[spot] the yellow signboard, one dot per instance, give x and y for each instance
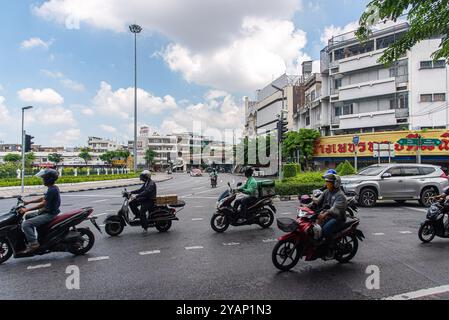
(343, 146)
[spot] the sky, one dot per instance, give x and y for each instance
(73, 61)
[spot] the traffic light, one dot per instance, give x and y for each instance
(282, 128)
(28, 142)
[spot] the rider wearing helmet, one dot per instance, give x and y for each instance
(250, 190)
(46, 210)
(334, 199)
(145, 198)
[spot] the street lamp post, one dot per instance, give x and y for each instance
(135, 29)
(23, 146)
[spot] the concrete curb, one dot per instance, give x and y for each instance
(81, 190)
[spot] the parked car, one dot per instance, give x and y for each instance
(399, 182)
(196, 173)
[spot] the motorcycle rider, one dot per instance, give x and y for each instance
(46, 210)
(250, 191)
(333, 218)
(145, 198)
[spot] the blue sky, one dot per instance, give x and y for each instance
(73, 61)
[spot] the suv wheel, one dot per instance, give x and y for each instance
(425, 195)
(368, 198)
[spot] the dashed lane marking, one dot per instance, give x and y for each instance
(145, 253)
(98, 258)
(39, 266)
(194, 248)
(419, 293)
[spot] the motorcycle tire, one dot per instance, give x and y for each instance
(76, 250)
(163, 226)
(114, 229)
(224, 225)
(428, 237)
(5, 250)
(355, 246)
(281, 250)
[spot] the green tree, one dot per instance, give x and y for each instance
(85, 154)
(56, 158)
(150, 154)
(427, 18)
(12, 157)
(303, 141)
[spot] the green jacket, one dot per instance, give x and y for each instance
(250, 187)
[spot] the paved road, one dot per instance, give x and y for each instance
(193, 262)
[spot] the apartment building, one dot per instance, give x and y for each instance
(360, 95)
==================================================
Rewrite everything from the line containing "[spot] the dashed" down to the end of the records, keeping the requests unchanged. Multiply every x and y coordinate in the answers by 0.7 and round each result to a whole number, rounding halves up.

[spot] the dashed lane marking, one dot per instance, give x and y for each instance
(102, 177)
(69, 181)
(27, 186)
(136, 174)
(293, 205)
[spot] the motorcycle tire, one dot per instance, give x and y for each instance
(53, 175)
(114, 158)
(80, 160)
(157, 158)
(300, 166)
(4, 175)
(249, 172)
(197, 175)
[spot] the green tree, one dot per instance, give x and y for each instance
(60, 108)
(39, 111)
(105, 108)
(299, 13)
(8, 110)
(212, 99)
[spot] the green jacket, one dot per instance, give x and y for each instance
(175, 131)
[spot] the paved road, one dot per instance, give x and y for each instance
(135, 183)
[spot] the apartment building, one dot per instance, give x and y for each instance
(252, 67)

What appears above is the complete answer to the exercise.